• [TO DO]
A faithful copy of the data is the goal; set it down exactly, without the images.

GIVEN RECORDS below:

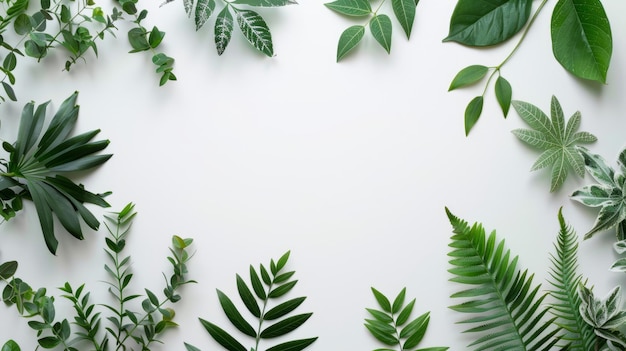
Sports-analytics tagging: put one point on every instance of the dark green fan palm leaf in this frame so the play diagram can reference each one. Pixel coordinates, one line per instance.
(38, 164)
(576, 333)
(505, 307)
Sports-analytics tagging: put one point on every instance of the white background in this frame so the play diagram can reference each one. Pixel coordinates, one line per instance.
(348, 165)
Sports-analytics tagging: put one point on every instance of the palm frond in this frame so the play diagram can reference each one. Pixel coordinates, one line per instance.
(565, 281)
(505, 306)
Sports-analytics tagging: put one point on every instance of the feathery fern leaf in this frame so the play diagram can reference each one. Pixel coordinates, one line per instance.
(504, 304)
(578, 334)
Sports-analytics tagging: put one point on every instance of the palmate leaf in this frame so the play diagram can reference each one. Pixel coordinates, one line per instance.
(390, 325)
(503, 302)
(565, 281)
(37, 164)
(608, 194)
(266, 286)
(487, 22)
(581, 38)
(558, 140)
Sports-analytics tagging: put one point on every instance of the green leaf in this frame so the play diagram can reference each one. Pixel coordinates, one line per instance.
(472, 113)
(355, 8)
(283, 308)
(204, 10)
(223, 30)
(234, 316)
(285, 326)
(256, 31)
(265, 3)
(504, 93)
(382, 300)
(581, 38)
(380, 26)
(295, 345)
(8, 269)
(349, 39)
(487, 23)
(222, 337)
(468, 76)
(405, 13)
(552, 136)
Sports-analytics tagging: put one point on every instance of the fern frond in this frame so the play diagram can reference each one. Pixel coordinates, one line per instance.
(565, 281)
(505, 306)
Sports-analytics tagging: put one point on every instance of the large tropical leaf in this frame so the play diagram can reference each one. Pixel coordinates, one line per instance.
(504, 305)
(37, 164)
(578, 335)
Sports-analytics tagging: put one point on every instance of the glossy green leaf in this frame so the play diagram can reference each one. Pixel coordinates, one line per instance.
(295, 345)
(265, 3)
(247, 297)
(204, 10)
(487, 22)
(234, 316)
(222, 337)
(223, 30)
(381, 28)
(504, 93)
(581, 38)
(468, 76)
(356, 8)
(256, 31)
(472, 113)
(405, 13)
(285, 326)
(349, 39)
(283, 308)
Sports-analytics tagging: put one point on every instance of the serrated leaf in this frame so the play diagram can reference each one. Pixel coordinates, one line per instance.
(404, 11)
(285, 326)
(234, 316)
(204, 10)
(473, 112)
(468, 76)
(556, 139)
(349, 39)
(581, 38)
(355, 8)
(504, 93)
(489, 23)
(223, 30)
(222, 337)
(381, 28)
(256, 31)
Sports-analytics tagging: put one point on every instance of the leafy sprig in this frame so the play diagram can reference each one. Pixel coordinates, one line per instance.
(581, 42)
(557, 139)
(390, 324)
(608, 193)
(380, 24)
(37, 166)
(125, 327)
(250, 22)
(267, 287)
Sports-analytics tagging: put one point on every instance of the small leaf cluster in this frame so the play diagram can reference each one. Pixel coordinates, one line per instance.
(36, 168)
(125, 327)
(142, 39)
(557, 139)
(581, 42)
(267, 286)
(251, 24)
(609, 194)
(390, 324)
(380, 24)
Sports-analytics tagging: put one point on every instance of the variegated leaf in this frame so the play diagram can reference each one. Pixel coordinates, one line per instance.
(256, 31)
(204, 10)
(223, 30)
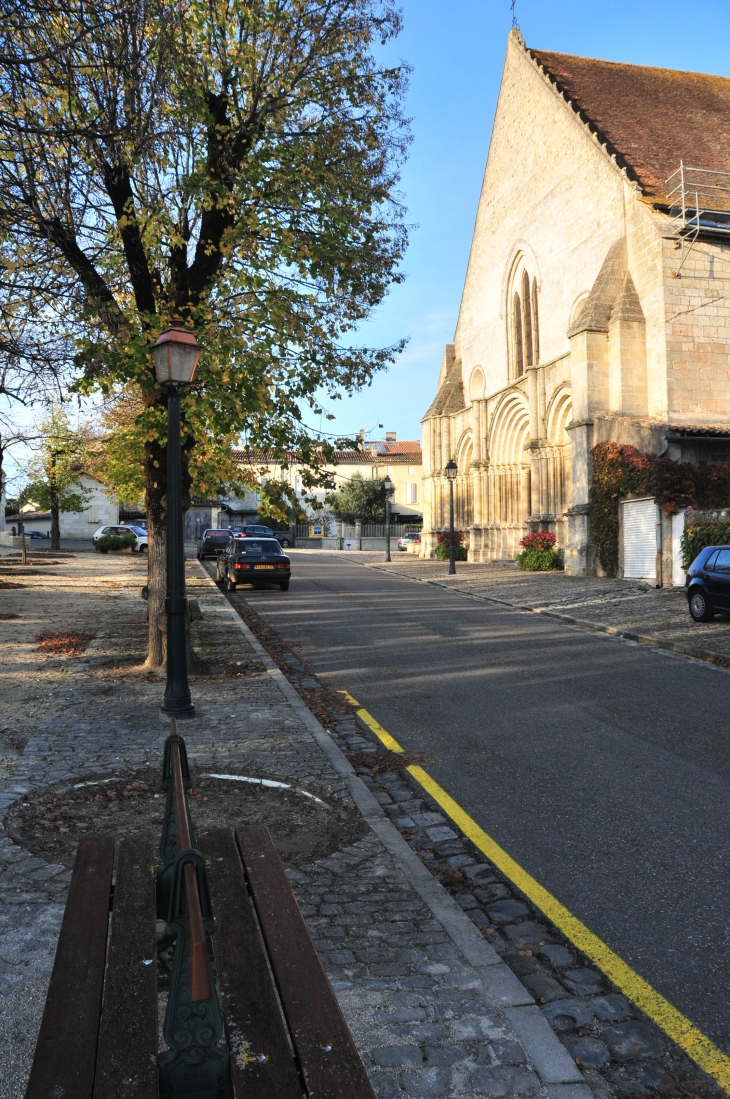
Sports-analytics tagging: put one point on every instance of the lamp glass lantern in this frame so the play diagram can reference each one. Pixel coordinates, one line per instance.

End of GIVEN RECORDS.

• [RESPONSE BELOW]
Sports-analytics tagging: put one point on every instance of the dark green fan palm leaf in this frame so the play diagram can reference each one. Pixel coordinates, one line per instance.
(38, 164)
(576, 333)
(505, 307)
Sports-analytics tagging: put one point on every instance of the white background in this frame so the play diagram can reference each one. Pixel coordinates, one line per instance.
(348, 165)
Sports-analytics tagging: put one point on every instance of the palm frond in this frame so the play diagram can reference each one. Pixel coordinates, one line per instance.
(565, 281)
(505, 306)
Sports-analytics tagging: put one point on every instance of the feathery fern leaf in this frame so the play diagram can reference each one. Pixel coordinates, one line per instance.
(504, 304)
(578, 334)
Sports-analytics tagging: put one point on every instance of the palmate leaf in this frame so the play diagram can reference each one. Pixel coordinates, one line per instance.
(390, 325)
(503, 302)
(565, 281)
(37, 164)
(608, 194)
(266, 286)
(487, 22)
(581, 38)
(558, 140)
Sports-analytics tagging: put one point on every instance of the green leaf in this frame so the play diagram can reference each one. Pixel coordinates, one line per instance.
(472, 113)
(355, 8)
(283, 308)
(204, 10)
(223, 30)
(234, 316)
(285, 326)
(256, 31)
(265, 3)
(504, 93)
(382, 300)
(581, 38)
(380, 26)
(295, 345)
(8, 269)
(349, 39)
(487, 23)
(222, 337)
(468, 76)
(405, 13)
(552, 136)
Sports-analytics tagging: put one point on every instance of the fern frond in this frame so the play diagram can reference each one. Pixel coordinates, one line per instance.
(565, 281)
(505, 306)
Sports-analytics tagging: put one point on every instance of the large tropical leaf in this frame so the play diagram can reference each one. Pixel coordinates, one line per instance.
(504, 305)
(37, 164)
(578, 335)
Sports-analytics tagging: put one point on every instance of the glossy green leaf in this frame so the play diagram can reference each one. Pixel coordinates, one line per instance.
(295, 345)
(265, 3)
(247, 297)
(204, 10)
(487, 22)
(234, 316)
(222, 337)
(223, 30)
(381, 28)
(504, 93)
(581, 38)
(468, 76)
(356, 8)
(256, 31)
(472, 113)
(405, 13)
(285, 326)
(349, 39)
(283, 308)
Sports-analytics tagging: put one point on every instance of the serrated leaf in this frame so the play diagram can reference each one. Pixel coordinates, one line per instance.
(404, 11)
(285, 326)
(234, 316)
(204, 10)
(473, 112)
(468, 76)
(556, 139)
(349, 39)
(581, 38)
(355, 8)
(504, 93)
(489, 23)
(223, 30)
(222, 337)
(381, 28)
(256, 31)
Sports-analytics tagging: put one point on every instance of the leafy sprig in this frame so the play diagram can reference each one. Pixel coordinates, one line per instance.
(581, 42)
(557, 139)
(390, 324)
(608, 193)
(380, 24)
(37, 166)
(125, 327)
(250, 22)
(267, 287)
Sports-analytics tagging: put one point on every instance of the small leaf cluster in this frame so the play diagram can reference each one. Pixel coordinates, one line per instance.
(36, 168)
(125, 327)
(142, 39)
(557, 139)
(581, 42)
(267, 286)
(251, 24)
(609, 194)
(390, 324)
(380, 24)
Sports-analytics tagging: put one point on every instance of the variegated leaf in this frame so the play diagram can reference each one. Pixel coordinates, one line per instance.
(256, 31)
(204, 10)
(223, 30)
Sports-analytics tagging: put one point on every instance of the lamp glass lantern in this frame so the play diagram can reference each one. Pixel coordinates, one line per instance.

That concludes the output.